* [Exercise brief] An exact copy of all the data below is needed.

* [Supplied data]
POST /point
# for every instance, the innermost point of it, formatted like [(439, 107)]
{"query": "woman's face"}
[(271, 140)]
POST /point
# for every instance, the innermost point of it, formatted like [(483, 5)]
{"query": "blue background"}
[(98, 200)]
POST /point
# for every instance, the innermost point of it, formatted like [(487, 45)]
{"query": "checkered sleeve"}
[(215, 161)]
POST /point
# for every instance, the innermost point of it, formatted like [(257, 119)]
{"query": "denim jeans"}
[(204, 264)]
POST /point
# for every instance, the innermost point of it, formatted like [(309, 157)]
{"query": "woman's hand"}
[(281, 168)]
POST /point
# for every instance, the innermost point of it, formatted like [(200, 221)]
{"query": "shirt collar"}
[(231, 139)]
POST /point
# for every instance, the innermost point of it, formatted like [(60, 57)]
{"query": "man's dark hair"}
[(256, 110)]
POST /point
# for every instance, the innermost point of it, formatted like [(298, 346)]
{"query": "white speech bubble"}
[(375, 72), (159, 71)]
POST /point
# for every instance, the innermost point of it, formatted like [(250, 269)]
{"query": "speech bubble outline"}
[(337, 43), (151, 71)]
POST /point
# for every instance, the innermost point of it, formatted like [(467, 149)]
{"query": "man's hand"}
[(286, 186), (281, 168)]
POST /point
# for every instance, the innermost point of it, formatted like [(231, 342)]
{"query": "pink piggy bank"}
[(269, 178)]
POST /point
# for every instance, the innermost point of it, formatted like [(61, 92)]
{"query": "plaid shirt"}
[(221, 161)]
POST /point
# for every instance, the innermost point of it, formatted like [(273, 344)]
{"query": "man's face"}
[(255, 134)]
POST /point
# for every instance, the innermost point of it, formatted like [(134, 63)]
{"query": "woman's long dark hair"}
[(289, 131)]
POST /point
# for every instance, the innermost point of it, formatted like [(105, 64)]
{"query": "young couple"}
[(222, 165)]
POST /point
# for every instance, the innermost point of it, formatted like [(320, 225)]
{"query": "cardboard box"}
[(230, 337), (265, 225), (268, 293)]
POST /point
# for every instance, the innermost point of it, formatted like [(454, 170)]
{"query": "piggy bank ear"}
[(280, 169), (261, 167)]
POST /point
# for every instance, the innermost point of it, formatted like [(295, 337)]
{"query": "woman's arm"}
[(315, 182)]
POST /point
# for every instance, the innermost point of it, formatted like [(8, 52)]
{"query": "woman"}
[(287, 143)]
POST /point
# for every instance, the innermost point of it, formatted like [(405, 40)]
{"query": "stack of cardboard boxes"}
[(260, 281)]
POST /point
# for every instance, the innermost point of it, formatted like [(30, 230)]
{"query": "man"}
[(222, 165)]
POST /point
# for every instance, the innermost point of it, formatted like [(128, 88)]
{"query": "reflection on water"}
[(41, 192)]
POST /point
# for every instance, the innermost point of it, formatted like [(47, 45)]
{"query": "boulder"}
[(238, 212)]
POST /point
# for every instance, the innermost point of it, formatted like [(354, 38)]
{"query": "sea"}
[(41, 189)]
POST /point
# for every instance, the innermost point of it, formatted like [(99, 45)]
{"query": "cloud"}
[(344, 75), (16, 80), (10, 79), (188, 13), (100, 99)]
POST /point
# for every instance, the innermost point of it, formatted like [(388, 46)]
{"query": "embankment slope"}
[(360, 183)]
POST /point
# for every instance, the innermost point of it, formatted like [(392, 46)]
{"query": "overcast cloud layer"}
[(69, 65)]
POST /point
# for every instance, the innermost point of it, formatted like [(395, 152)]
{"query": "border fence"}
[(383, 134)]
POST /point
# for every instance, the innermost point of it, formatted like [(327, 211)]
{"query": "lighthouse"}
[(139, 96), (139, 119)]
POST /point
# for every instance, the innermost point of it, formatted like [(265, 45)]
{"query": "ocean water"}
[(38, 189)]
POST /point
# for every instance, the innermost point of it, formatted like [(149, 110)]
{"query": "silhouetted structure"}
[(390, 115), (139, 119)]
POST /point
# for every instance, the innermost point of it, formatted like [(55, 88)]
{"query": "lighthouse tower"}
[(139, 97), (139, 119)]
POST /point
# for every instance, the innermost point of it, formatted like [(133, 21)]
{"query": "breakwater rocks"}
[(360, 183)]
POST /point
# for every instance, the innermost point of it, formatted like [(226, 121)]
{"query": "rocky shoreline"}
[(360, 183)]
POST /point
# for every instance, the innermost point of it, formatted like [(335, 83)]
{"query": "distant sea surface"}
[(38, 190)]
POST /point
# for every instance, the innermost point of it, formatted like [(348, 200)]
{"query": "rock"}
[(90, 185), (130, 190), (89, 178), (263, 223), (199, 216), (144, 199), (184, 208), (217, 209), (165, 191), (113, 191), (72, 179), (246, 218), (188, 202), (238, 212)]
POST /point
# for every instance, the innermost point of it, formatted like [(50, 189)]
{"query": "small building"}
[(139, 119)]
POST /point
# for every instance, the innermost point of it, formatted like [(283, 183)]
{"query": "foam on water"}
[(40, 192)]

* [Finished task]
POST /point
# for every instance, the innermost point of it, formatted like [(439, 107)]
{"query": "woman's face"}
[(271, 140)]
POST /point
# for every instance, the innermost point of it, formatted like [(483, 5)]
{"query": "blue background"}
[(98, 200)]
POST /point
# for every instance, the innermost point of it, formatted like [(487, 45)]
{"query": "checkered sleeve"}
[(215, 161)]
POST /point
# for every instance, the innermost point of it, formatted like [(257, 119)]
{"query": "denim jeans"}
[(204, 264)]
POST /point
# for every instance, the innermost point of it, formatted like [(309, 157)]
{"query": "woman's hand"}
[(281, 168)]
POST /point
# for every instance, the innermost point of it, formatted like [(200, 221)]
{"query": "shirt collar"}
[(231, 139)]
POST /point
# for every instance, the innermost point of it, formatted like [(60, 57)]
{"query": "man's dark hair"}
[(256, 110)]
POST /point
# for every instance, the innermost point of it, formatted like [(298, 346)]
{"query": "white speech bubble"}
[(375, 72), (159, 71)]
POST /point
# for every instance, the innermost point of it, formatted like [(250, 269)]
{"query": "speech bubble outline"}
[(337, 43), (151, 71)]
POST /point
# for every instance, the innermost point of it, formatted like [(467, 149)]
{"query": "man's hand"}
[(286, 186), (281, 168)]
POST /point
# for every instance, the innermost point of it, formatted like [(231, 342)]
{"query": "pink piggy bank"}
[(269, 178)]
POST /point
# for every instance, the innermost point of it, formatted like [(61, 92)]
{"query": "plaid shirt"}
[(221, 161)]
POST /point
# for every instance, the innermost point of it, formatted like [(273, 344)]
{"query": "man's face"}
[(255, 134)]
POST /point
# for every instance, the innermost point of it, formatted like [(134, 63)]
{"query": "woman's long dark hair"}
[(289, 131)]
POST /point
# for every instance, the innermost point of it, formatted like [(105, 64)]
{"query": "young couple"}
[(222, 165)]
POST /point
# for every instance, the innermost point of it, formatted like [(320, 225)]
{"query": "cardboard box"}
[(230, 337), (265, 225), (268, 293)]
POST /point
# for every instance, the innermost point of it, formatted like [(454, 170)]
{"query": "piggy bank ear"}
[(280, 169), (261, 167)]
POST /point
# for every instance, the innermost point of it, formatted like [(295, 337)]
{"query": "woman's arm"}
[(315, 182)]
POST /point
# for every instance, the innermost point of it, formatted like [(8, 52)]
{"query": "woman"}
[(287, 143)]
POST /point
# for every instance, the innermost point of it, formatted like [(405, 40)]
{"query": "stack of cardboard boxes"}
[(260, 281)]
POST /point
# for every instance, the innermost point of it, formatted like [(30, 230)]
{"query": "man"}
[(222, 165)]
POST /point
# for every instance, the innermost point of it, formatted like [(128, 88)]
{"query": "reflection on water"}
[(41, 192)]
POST /point
# for every instance, the innermost point of it, formatted like [(47, 45)]
{"query": "boulder"}
[(238, 212)]
POST /point
# for every instance, the innermost point of it, formatted like [(354, 38)]
{"query": "sea"}
[(41, 189)]
POST /point
# for every instance, the innermost point of it, formatted like [(99, 45)]
{"query": "cloud"}
[(344, 75), (16, 80), (10, 79), (188, 13), (100, 99)]
POST /point
# for every instance, the innermost point of it, formatted like [(388, 46)]
{"query": "embankment slope"}
[(360, 183)]
POST /point
# for every instance, the innermost point of it, formatted like [(392, 46)]
{"query": "overcast cloud layer"}
[(69, 65)]
POST /point
# for every instance, the innermost point of it, formatted like [(395, 152)]
{"query": "border fence"}
[(383, 134)]
POST /point
# for every instance, the innermost point of it, formatted like [(327, 211)]
{"query": "lighthouse"}
[(139, 96), (139, 119)]
POST /point
# for every instance, the innermost point of it, formatted like [(265, 45)]
{"query": "ocean water"}
[(38, 189)]
POST /point
# for every instance, the innermost point of it, formatted like [(149, 110)]
{"query": "silhouetted structure"}
[(390, 115), (139, 119)]
POST /point
# for every instance, the innermost point of it, formatted like [(55, 88)]
{"query": "lighthouse tower"}
[(139, 97), (139, 119)]
POST /point
# for every instance, the innermost point of it, formatted like [(133, 21)]
{"query": "breakwater rocks"}
[(360, 183)]
POST /point
# for every instance, the innermost point of it, formatted like [(226, 121)]
{"query": "rocky shoreline"}
[(360, 183)]
POST /point
# for every instance, the innermost point of it, formatted like [(335, 83)]
{"query": "distant sea surface"}
[(38, 190)]
POST /point
# for every instance, the innermost point of it, formatted like [(348, 200)]
{"query": "rock"}
[(90, 185), (130, 190), (89, 178), (263, 223), (199, 216), (144, 199), (184, 208), (217, 209), (165, 191), (113, 191), (72, 179), (246, 218), (188, 202), (238, 212)]
POST /point
# for every instance, the innermost point of it, formatted like [(50, 189)]
{"query": "small building"}
[(139, 119)]
POST /point
# for every instance, the innermost point of it, formatted like [(283, 183)]
{"query": "foam on water"}
[(40, 192)]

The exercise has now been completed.